* _Records provided_
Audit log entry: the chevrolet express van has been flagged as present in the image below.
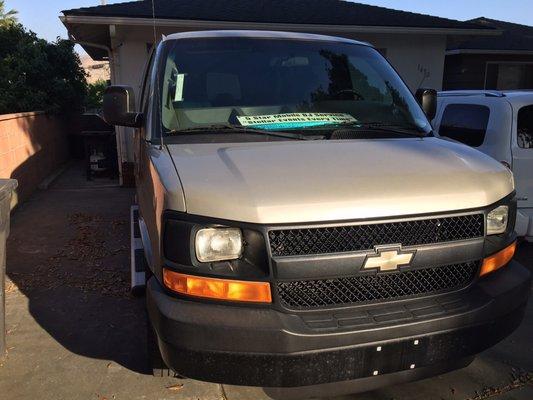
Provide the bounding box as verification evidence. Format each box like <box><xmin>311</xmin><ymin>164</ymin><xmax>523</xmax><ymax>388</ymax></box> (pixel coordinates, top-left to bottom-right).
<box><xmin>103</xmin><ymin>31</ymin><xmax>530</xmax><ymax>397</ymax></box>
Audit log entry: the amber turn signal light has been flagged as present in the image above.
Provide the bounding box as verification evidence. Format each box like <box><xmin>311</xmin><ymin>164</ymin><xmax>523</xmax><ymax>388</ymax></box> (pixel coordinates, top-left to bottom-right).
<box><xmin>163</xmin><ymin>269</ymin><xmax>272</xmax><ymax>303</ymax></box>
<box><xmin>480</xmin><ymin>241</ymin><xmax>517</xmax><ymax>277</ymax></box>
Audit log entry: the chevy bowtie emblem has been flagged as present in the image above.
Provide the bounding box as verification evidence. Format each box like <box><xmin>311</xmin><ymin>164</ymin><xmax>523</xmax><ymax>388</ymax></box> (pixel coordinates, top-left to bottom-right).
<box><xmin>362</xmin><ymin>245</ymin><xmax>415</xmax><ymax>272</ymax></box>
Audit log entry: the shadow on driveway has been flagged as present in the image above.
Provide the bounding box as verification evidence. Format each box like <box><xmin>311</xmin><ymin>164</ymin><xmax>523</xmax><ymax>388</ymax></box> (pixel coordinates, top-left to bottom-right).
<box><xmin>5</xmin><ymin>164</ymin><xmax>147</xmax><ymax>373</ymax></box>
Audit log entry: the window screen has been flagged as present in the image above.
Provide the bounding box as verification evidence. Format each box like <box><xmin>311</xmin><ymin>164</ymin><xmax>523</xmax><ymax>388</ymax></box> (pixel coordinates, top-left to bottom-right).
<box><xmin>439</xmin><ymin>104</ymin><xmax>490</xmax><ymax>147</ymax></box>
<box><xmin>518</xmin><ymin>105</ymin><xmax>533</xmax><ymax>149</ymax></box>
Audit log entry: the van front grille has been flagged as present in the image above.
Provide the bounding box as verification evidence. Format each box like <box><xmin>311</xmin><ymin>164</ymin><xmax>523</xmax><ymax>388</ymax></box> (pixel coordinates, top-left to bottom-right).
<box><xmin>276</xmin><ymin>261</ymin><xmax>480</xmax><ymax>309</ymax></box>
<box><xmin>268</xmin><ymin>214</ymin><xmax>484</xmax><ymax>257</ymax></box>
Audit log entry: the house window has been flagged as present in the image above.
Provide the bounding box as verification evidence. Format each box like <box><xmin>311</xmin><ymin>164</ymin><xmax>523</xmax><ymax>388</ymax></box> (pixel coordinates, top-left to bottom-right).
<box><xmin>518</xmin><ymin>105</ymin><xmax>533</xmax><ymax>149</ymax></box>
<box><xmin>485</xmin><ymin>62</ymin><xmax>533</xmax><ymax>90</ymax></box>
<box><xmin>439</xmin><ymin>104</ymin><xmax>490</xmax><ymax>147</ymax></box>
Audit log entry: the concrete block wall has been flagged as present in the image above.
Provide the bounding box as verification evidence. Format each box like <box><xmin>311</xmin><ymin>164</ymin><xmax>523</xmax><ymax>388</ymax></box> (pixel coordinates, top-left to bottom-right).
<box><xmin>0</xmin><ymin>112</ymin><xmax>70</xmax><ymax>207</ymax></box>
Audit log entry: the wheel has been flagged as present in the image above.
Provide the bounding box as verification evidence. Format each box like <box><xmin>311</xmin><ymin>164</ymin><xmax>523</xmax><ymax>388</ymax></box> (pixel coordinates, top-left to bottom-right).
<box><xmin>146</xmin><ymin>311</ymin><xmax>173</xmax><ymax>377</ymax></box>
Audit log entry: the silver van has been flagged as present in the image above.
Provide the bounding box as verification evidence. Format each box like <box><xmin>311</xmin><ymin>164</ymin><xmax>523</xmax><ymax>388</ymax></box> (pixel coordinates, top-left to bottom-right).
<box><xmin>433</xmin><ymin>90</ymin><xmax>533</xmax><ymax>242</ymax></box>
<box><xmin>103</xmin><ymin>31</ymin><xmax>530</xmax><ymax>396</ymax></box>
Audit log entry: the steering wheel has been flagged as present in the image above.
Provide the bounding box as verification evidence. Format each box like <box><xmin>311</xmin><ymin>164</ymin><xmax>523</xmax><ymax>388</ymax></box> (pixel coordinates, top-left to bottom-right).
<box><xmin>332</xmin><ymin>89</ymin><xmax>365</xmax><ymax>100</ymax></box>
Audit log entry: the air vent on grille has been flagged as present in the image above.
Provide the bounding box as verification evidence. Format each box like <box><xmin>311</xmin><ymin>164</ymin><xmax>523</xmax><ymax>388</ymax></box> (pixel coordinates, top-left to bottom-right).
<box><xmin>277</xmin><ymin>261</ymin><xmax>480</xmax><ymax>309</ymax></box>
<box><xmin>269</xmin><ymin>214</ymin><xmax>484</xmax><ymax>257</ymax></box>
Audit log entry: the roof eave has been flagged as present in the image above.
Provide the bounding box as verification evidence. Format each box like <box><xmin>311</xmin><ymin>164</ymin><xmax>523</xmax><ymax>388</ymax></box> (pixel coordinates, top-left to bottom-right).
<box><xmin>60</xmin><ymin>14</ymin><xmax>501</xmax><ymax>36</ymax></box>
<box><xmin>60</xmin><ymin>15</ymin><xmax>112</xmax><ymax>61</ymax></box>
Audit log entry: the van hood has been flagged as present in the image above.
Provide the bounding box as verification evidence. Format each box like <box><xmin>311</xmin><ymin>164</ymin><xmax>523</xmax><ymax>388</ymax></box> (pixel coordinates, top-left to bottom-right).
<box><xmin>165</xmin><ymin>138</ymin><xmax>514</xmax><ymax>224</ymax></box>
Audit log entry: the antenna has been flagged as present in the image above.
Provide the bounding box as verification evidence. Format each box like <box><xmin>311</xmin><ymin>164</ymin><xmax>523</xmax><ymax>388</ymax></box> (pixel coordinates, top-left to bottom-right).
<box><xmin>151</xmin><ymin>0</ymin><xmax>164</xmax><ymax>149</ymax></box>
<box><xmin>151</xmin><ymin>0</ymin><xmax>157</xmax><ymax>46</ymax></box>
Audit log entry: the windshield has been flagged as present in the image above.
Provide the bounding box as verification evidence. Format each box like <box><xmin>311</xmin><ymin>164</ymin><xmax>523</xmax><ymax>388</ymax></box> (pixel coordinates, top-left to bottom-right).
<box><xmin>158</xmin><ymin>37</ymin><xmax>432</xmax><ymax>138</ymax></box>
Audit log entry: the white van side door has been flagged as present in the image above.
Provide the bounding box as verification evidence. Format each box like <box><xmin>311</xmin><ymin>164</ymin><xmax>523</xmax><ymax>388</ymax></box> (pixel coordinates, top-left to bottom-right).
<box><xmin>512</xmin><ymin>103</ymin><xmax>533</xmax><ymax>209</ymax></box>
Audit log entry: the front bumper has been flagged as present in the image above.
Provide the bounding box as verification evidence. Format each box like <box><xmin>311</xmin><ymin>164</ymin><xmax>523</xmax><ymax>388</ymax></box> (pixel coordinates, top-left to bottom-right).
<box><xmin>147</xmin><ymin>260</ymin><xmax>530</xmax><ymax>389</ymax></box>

* * *

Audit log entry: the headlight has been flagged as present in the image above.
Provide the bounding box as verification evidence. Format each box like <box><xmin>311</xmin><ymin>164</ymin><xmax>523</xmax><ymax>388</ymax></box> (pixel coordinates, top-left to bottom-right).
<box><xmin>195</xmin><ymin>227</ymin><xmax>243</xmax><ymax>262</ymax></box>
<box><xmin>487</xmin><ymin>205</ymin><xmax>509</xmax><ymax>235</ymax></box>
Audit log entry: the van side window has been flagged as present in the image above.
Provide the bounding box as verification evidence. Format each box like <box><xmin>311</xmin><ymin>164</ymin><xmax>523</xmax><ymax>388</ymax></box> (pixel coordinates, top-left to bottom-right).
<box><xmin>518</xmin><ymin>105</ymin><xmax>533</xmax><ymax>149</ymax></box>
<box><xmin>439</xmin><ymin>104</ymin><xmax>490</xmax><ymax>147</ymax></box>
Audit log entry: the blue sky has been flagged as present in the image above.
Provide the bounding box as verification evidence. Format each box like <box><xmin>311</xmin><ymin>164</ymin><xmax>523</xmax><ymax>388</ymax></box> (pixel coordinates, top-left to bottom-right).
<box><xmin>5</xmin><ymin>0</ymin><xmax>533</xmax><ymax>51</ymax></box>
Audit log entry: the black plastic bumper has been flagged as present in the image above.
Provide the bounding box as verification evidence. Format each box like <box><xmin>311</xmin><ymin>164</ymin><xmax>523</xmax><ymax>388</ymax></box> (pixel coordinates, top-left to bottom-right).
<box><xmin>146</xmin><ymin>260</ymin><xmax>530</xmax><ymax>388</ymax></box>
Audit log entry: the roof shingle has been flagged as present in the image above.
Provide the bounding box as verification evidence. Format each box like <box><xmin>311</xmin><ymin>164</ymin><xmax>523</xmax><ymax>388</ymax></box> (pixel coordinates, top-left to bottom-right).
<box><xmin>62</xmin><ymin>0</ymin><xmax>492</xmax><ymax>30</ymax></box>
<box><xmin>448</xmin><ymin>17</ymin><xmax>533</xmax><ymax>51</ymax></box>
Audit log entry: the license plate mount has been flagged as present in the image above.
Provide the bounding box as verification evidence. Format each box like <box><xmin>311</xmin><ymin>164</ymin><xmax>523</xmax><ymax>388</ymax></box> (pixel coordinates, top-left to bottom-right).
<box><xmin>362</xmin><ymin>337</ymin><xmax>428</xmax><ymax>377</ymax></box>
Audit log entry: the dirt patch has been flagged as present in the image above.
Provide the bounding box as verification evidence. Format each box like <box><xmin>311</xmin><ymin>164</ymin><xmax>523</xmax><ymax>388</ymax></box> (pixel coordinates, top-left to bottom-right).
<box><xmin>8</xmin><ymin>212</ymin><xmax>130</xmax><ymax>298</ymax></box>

* _What is being asked_
Determine the number of lines in the data above that hold "grille", and reply with that number alone.

* _Exercise result_
2